» EXTRACTED ENTRIES
═══

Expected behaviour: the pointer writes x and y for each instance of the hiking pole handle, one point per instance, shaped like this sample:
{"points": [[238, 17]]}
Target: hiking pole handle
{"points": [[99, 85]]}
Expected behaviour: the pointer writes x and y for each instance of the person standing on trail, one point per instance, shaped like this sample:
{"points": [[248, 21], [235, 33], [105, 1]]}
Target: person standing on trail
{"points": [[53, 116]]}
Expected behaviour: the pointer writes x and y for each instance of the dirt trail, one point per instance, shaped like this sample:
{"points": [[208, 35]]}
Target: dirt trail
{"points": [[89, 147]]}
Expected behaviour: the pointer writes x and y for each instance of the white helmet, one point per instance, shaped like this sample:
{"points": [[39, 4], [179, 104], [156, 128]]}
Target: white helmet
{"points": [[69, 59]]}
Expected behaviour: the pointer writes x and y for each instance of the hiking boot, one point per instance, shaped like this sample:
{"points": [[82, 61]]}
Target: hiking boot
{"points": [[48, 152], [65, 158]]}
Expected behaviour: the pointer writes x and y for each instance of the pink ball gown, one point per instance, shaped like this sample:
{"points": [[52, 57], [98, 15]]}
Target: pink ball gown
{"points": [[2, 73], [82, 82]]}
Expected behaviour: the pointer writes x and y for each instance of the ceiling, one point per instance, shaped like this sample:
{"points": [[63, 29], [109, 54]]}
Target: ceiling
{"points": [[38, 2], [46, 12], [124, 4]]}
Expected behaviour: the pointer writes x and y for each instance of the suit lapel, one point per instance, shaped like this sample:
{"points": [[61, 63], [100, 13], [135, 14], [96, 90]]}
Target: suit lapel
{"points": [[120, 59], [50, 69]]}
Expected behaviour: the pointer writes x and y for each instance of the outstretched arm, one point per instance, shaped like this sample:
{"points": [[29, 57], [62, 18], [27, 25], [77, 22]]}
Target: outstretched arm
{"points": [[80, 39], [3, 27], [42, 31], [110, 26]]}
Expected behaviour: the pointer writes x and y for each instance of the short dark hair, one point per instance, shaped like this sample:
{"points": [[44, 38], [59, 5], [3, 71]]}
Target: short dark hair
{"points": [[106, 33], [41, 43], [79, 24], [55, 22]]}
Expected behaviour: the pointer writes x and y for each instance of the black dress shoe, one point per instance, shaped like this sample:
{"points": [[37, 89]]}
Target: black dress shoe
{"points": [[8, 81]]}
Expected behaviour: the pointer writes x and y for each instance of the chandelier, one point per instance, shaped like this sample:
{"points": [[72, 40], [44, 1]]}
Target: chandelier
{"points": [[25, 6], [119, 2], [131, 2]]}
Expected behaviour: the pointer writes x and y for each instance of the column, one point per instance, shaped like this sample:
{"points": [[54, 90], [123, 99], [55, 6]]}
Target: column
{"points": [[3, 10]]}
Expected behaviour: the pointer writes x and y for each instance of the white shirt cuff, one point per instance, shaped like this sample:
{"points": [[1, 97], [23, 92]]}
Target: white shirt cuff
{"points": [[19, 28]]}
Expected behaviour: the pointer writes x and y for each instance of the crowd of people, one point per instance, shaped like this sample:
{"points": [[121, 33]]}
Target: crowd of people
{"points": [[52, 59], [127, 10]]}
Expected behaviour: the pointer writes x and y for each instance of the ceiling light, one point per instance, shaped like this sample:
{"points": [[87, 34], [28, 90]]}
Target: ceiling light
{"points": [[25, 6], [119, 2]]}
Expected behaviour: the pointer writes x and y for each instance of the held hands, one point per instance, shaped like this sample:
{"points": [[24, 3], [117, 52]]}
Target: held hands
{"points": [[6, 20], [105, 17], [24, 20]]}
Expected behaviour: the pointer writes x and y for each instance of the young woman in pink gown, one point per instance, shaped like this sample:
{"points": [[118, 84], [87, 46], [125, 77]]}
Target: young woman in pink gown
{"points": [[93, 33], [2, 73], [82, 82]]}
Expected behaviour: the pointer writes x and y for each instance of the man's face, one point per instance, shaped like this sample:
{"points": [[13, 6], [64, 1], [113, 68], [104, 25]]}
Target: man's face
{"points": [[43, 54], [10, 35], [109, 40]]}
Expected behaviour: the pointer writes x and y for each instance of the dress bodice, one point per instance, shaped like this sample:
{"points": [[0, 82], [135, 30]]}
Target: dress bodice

═══

» EXERCISE AIM
Please write the entries out again exactly as they stand.

» ANSWER SPACE
Expected behaviour: the pointer writes x and y for each instance of the hiking pole handle, one point per instance, shaped like this sample:
{"points": [[238, 17]]}
Target: hiking pole handle
{"points": [[99, 85]]}
Expected behaviour: the pointer writes x and y for each instance of the person standing on trail, one point per instance, shaped like this sample:
{"points": [[248, 21], [235, 33], [105, 1]]}
Target: person standing on trail
{"points": [[53, 116]]}
Expected behaviour: the pointer writes x and y for each instance of the dirt trail, one point per instance, shaped like this sample:
{"points": [[208, 35]]}
Target: dirt trail
{"points": [[89, 147]]}
Expected behaviour: the pointer writes x and y for each instance of the white helmet, one point per instance, shaped like this sample:
{"points": [[39, 4], [179, 104], [156, 128]]}
Target: white helmet
{"points": [[69, 59]]}
Expected behaviour: the pointer writes x and y for each instance of the hiking boot, one point per instance, shaped like this sample:
{"points": [[82, 61]]}
Target: hiking boot
{"points": [[48, 152], [65, 158]]}
Expected behaviour: the pointer writes x and y for each instance of the pink ball gown, one point per instance, shaped like this sample:
{"points": [[52, 57], [98, 15]]}
Target: pink ball gown
{"points": [[2, 73], [82, 82]]}
Expected behaviour: the pointer writes x and y for each instance of the ceiling, one point per instance, shaped like this sample:
{"points": [[63, 29], [109, 54]]}
Target: ceiling
{"points": [[38, 2], [46, 12], [124, 4]]}
Expected behaviour: the pointer writes x and y for each instance of the suit lapel, one point per instance, shaped like this sample:
{"points": [[61, 63], [100, 13], [135, 14], [96, 90]]}
Target: suit lapel
{"points": [[120, 59], [50, 69]]}
Expected behaviour: the pointer writes x and y for each instance of the outstretched arm, one point per instance, shaped like this sample:
{"points": [[29, 57], [62, 18], [27, 25], [77, 22]]}
Target: outstretched arm
{"points": [[80, 39], [3, 27], [42, 31], [110, 26]]}
Expected behaviour: the pointer writes x and y for each instance of the short dark hair, one point per instance, shaped like this sample:
{"points": [[44, 38], [59, 5], [3, 71]]}
Target: short dark hair
{"points": [[106, 33], [41, 43], [79, 24], [55, 22]]}
Expected behaviour: the pointer writes x and y for each instance of the black dress shoe, one point per instance, shaped like this sample:
{"points": [[37, 89]]}
Target: black dress shoe
{"points": [[8, 81]]}
Expected behaviour: the pointer writes x and y for each instance of the chandelier, one point per instance, shaped like this sample:
{"points": [[72, 40], [44, 1]]}
Target: chandelier
{"points": [[25, 6], [119, 2], [131, 2]]}
Expected behaviour: the pointer writes x and y for each instance of the column, one point per instance, shaped like this sample:
{"points": [[54, 90], [123, 99], [55, 6]]}
Target: column
{"points": [[3, 10]]}
Expected behaviour: the pointer writes x and y for each instance of the white shirt cuff, one point per instance, shaped like this sample:
{"points": [[1, 97], [23, 92]]}
Target: white shirt cuff
{"points": [[19, 28]]}
Expected behaviour: the pointer writes x and y for each instance of the crowd of people, one point per instance, shaped like this sample:
{"points": [[121, 33]]}
Target: crowd of people
{"points": [[52, 59], [127, 10]]}
Expected behaviour: the pointer writes x and y for each instance of the ceiling light, one point per instance, shaped like this sample:
{"points": [[87, 34], [28, 90]]}
Target: ceiling light
{"points": [[25, 6], [119, 2]]}
Expected behaviour: the pointer writes x and y for each instance of the held hands, one point per instance, shaped like this sample:
{"points": [[24, 3], [117, 52]]}
Target: held hands
{"points": [[6, 20], [105, 17], [24, 20]]}
Expected behaviour: the pointer writes x and y for each instance of the young woman in pink gown, one point per instance, shaped like this sample:
{"points": [[118, 84], [87, 46], [125, 77]]}
Target: young woman in pink gown
{"points": [[93, 33], [2, 73], [82, 82]]}
Expected behaviour: the pointer writes x and y for each instance of the man's face, one point per instance, shaped like this sample:
{"points": [[13, 6], [64, 1], [113, 68], [104, 25]]}
Target: man's face
{"points": [[43, 54], [10, 35], [109, 40]]}
Expected behaviour: the pointer writes x and y for each instance of the dress bodice, one point per instance, shaped like this sample:
{"points": [[0, 82], [135, 30]]}
Target: dress bodice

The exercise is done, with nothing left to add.